Items from a dataset:

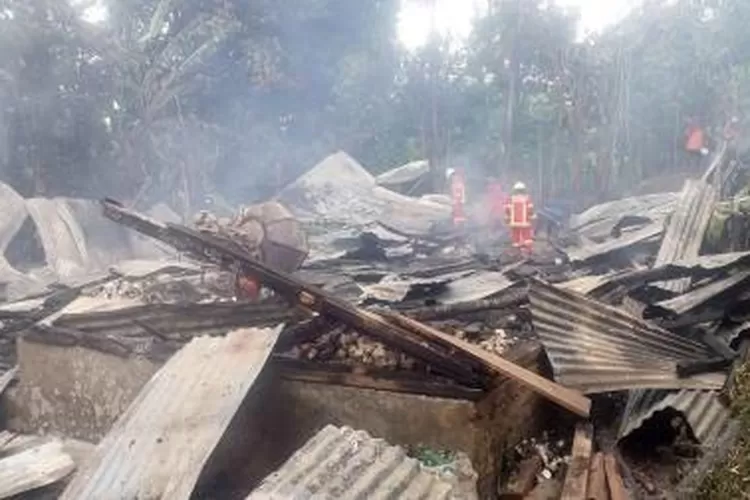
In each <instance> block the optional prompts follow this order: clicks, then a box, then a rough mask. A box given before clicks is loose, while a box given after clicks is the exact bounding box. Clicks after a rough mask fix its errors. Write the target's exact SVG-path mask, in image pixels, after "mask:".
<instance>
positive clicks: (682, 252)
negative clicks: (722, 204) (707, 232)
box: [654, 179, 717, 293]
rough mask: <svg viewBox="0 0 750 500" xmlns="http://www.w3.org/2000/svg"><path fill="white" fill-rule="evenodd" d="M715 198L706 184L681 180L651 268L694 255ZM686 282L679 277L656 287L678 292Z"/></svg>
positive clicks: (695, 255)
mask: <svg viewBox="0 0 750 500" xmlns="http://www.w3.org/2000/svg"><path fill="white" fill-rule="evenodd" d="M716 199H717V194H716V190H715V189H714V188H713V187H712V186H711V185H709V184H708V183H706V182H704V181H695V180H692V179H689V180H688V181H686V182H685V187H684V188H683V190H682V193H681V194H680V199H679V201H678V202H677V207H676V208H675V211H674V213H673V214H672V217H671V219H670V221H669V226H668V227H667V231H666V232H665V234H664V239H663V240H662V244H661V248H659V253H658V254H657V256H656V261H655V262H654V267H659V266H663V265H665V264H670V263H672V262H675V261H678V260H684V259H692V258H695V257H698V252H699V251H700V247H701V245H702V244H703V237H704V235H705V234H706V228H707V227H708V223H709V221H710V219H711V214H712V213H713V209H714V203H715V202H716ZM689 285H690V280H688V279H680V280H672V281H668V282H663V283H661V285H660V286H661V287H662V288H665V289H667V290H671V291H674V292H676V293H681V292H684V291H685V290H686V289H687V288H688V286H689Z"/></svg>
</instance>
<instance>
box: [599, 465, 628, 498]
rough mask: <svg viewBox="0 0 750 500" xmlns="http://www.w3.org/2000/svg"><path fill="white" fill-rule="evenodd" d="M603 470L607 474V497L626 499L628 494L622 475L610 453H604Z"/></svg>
---
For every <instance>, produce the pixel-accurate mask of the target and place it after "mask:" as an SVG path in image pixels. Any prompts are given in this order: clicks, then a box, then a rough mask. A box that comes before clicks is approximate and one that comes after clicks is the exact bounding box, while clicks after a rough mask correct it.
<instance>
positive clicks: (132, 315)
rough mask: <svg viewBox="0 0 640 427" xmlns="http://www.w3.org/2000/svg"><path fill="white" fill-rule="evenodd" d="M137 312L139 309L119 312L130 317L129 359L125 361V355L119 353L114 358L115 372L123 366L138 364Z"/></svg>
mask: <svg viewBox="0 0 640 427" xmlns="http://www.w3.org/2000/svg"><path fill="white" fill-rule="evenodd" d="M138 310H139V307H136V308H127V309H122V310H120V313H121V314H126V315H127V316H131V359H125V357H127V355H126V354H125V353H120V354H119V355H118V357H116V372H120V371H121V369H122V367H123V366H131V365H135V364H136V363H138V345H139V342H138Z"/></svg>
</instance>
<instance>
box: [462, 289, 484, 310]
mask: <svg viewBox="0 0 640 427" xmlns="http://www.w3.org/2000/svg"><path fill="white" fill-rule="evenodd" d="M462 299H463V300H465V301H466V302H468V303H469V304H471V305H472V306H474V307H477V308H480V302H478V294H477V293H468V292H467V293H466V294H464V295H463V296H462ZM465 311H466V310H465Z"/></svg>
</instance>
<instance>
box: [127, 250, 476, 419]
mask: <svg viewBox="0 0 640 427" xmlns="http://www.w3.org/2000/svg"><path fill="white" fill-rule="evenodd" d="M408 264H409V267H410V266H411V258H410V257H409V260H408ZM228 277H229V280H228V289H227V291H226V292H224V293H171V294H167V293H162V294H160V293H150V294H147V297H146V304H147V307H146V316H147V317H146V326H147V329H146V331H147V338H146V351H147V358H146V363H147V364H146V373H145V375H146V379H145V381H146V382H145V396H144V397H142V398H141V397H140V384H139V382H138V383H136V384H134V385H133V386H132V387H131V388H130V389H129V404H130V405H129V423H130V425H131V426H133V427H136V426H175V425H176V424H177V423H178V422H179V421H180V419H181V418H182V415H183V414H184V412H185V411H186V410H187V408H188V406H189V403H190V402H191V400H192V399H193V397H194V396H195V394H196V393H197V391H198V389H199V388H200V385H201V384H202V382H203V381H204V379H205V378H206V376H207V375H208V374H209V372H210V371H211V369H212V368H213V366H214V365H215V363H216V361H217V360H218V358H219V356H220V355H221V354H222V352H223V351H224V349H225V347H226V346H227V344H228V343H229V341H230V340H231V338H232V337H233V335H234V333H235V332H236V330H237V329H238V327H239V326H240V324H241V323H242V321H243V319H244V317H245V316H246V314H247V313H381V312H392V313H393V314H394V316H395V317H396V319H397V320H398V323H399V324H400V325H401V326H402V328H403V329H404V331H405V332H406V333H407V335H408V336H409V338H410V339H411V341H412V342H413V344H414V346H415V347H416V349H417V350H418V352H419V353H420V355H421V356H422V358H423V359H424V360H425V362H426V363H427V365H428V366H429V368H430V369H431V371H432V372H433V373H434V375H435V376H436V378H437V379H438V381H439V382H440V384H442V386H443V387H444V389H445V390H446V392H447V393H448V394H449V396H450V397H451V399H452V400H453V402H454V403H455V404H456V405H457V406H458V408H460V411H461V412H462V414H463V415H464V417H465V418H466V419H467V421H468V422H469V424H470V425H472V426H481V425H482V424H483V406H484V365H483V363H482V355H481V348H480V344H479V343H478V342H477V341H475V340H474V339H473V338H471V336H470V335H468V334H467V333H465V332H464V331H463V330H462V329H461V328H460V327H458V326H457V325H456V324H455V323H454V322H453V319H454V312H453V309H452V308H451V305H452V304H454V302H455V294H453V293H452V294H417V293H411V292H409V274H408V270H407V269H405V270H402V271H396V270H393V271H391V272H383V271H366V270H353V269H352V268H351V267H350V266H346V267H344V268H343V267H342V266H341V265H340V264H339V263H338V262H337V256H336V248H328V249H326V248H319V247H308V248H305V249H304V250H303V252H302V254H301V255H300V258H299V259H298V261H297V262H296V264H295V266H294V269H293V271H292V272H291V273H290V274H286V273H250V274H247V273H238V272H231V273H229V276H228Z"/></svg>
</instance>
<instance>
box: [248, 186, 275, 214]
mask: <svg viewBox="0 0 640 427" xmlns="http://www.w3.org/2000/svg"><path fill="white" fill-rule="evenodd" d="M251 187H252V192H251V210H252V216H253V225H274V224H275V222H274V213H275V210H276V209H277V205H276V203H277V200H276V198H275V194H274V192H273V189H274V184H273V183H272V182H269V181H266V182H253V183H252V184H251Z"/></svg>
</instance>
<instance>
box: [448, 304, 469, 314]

REQUEST
Rewrite the rows from the line containing "For every <instance>, produce" through the line containing "positive clicks: (132, 315)", changing "positive clicks" to "foreground clicks" and leaving everything else the same.

WORKED SOLUTION
For every <instance>, produce the pixel-accurate mask of the target and place it after "mask:" as an SVG path in image pixels. Any prompts are given in this order: clicks, then a box, then a rough mask. A box that comes before clicks is approximate and one that comes after clicks is the exact bounding box, while clicks after a rough mask correct it.
<instance>
foreground clicks: (132, 315)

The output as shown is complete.